Edit: Maybe you're looking for acks/confirms? https://www.rabbitmq.com/confirms.html
Clustering the Rabbit machine helps one particular failure scenario, but it's not a solution to the problem.
That solves the problem of lost messages if you have e.g. a network problem between servers. I don't know what to do about RabbitMQ being down, all you can really do about that is move the exact same problem somewhere else by making things much more complicated, such that it's probably not worth it. If the place you're storing outbound messages is broken, you (obviously) can't store them, whether that's PostgreSQL, Redis, a remote RabbitMQ server, a local RabbitMQ, whatever.
I'm build a distributed system with RabbitMQ just now, where producers may be offline due to transient networking issues. I write messages to a local SQLite database, with another thread responsible for sending them to RabbitMQ and deleting them on successful delivery.
NoSql for this seems to be a better use-case.
I also depend on nats.io instead of RabbitMQ
My (very limited, and purely gained through this thread!) understanding of nats suggests it doesn't handle persistence, instead leaving it up to producers and consumers - but I need to not lose any messages in the event of an outage. Waiting for consumers to signal completion of processing isn't practical, as it will sometimes take several minutes or even hours before messages are processed; I think the real solution here is persistence at the broker?
That's how to persist in case of a network failure.
The outbox-pattern pattern removes the send message from it's datastore when send/acknowledged.
Persistency is different from the outbox-pattern, it handles what is does if the message broker received the message. The outbox pattern handles failure before the message reached the message broker.
NoSql and event stores normally have methods to adjust data to the latest version of the model, eg. Postgress ( which can be used as NoSql using bson) supports js v8 transformations. This is useful for edge-cases in the outbox pattern.
In short, I was more or less talking about the tech used. Rabbit vs Nats and sqllite vs NoSql ( in my case, using Postgress as NoSql).
Ps. Nats can be persistent as others mentioned in this thread, look up: nats streaming
- it is much more performant than RabbitMQ
- it's a commit log as well, not just a pub-sub system, ie. it is a good candidate as the storage backend for event sourcing
- it supports geodistributed and tiered storage (eg. some data on NVMe drives, some on a coldline storage)
- it's persistent, not in-memory (primarily)
.. and so on.
Why use RabbitMQ and Kafka if you can use ZeroMQ? Meaning, isn’t it far more performant and distributed?
Maybe I am missing something here.
They are totally different, you're comparing apples with oranges.
ZeroMQ gives you basic, very fast tooling to communicate between distributed processes. ZeroMQ does not provide tooling for e.g. maintaining a strictly ordered, multi-terabyte event log. And so on.
Basically, one is decentralized and you can set up a massively parallel architecture, with eg each topic or subthread having its own pubsub.
● ● ●
**Job**
From the message-broker discussion above, list each storage option for outbound messages named in the sentence that begins "If the place you're storing outbound messages is broken".

**Data supplied**
● ● ●
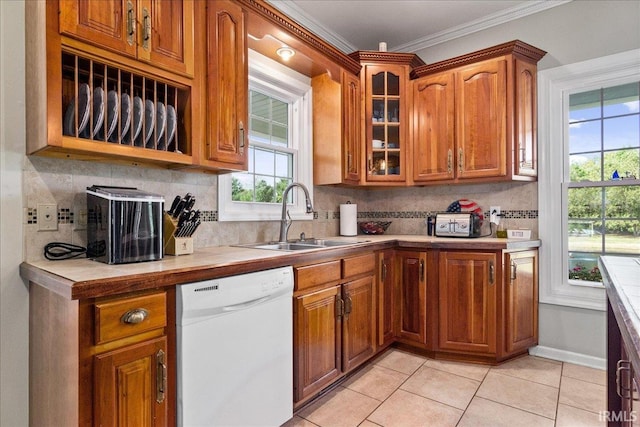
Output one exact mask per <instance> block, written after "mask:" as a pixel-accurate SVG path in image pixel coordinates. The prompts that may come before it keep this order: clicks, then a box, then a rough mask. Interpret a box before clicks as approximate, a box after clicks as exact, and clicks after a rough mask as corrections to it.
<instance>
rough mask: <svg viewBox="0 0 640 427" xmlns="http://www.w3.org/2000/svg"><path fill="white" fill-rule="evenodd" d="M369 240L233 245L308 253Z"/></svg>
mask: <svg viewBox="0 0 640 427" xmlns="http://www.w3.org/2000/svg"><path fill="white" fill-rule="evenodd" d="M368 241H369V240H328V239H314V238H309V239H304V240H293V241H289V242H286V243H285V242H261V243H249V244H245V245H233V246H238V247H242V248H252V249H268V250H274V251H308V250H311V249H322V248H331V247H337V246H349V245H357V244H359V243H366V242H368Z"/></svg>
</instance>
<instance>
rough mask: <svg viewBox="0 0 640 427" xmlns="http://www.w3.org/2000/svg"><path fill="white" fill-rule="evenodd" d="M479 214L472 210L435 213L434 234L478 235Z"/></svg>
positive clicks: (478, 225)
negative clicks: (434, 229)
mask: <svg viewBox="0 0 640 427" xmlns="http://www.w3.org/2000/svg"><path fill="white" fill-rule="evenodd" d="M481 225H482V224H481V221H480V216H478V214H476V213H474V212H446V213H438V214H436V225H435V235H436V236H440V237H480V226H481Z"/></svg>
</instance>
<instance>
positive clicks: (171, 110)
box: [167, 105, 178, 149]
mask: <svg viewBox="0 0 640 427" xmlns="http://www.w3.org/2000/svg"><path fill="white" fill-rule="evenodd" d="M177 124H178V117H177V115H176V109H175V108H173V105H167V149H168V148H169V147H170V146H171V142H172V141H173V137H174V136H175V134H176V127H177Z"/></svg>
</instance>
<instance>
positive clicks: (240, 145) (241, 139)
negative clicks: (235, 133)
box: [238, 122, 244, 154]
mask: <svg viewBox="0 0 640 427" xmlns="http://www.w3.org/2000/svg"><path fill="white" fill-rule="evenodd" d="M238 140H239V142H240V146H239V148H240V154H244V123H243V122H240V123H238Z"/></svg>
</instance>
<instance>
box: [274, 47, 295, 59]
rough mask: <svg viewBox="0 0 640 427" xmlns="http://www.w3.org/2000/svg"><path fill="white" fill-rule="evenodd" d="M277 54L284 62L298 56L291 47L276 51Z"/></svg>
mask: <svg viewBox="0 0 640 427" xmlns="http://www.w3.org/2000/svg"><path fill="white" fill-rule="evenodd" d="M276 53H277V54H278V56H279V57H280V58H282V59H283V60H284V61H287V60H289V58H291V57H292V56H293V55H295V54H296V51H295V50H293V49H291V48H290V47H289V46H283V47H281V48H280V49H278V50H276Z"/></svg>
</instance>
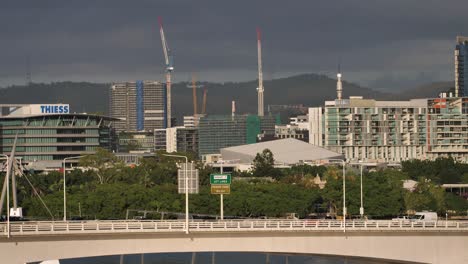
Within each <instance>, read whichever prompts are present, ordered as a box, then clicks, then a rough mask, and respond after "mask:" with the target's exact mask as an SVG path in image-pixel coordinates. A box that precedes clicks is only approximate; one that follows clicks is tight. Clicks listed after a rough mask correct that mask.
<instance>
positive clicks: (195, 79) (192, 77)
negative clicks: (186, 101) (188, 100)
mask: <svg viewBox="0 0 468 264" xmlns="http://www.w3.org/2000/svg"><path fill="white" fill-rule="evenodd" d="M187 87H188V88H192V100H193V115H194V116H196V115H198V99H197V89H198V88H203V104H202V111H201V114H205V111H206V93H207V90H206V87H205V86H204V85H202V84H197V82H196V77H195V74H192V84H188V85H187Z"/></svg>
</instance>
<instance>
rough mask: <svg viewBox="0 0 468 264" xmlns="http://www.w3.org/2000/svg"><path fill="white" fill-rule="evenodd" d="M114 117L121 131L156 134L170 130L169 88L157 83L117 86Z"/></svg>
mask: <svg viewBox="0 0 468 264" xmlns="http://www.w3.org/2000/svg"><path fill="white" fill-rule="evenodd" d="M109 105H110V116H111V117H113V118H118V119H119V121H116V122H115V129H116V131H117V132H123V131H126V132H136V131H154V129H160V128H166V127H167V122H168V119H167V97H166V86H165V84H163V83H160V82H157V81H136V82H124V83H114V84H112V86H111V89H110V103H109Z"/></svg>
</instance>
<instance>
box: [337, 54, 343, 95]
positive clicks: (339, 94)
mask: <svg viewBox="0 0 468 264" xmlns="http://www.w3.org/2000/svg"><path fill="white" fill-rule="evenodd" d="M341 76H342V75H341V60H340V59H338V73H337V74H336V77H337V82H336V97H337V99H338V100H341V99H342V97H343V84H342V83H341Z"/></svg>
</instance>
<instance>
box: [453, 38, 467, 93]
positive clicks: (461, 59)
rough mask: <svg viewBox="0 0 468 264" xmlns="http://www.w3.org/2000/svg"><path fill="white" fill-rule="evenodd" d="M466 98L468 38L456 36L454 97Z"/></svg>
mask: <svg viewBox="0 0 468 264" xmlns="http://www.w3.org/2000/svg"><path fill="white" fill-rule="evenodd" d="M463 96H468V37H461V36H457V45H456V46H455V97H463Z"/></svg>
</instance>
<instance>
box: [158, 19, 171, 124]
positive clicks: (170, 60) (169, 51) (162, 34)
● ● ●
**Solution for this task**
- PostgreSQL
- Redis
- a remote RabbitMQ server
- a local RabbitMQ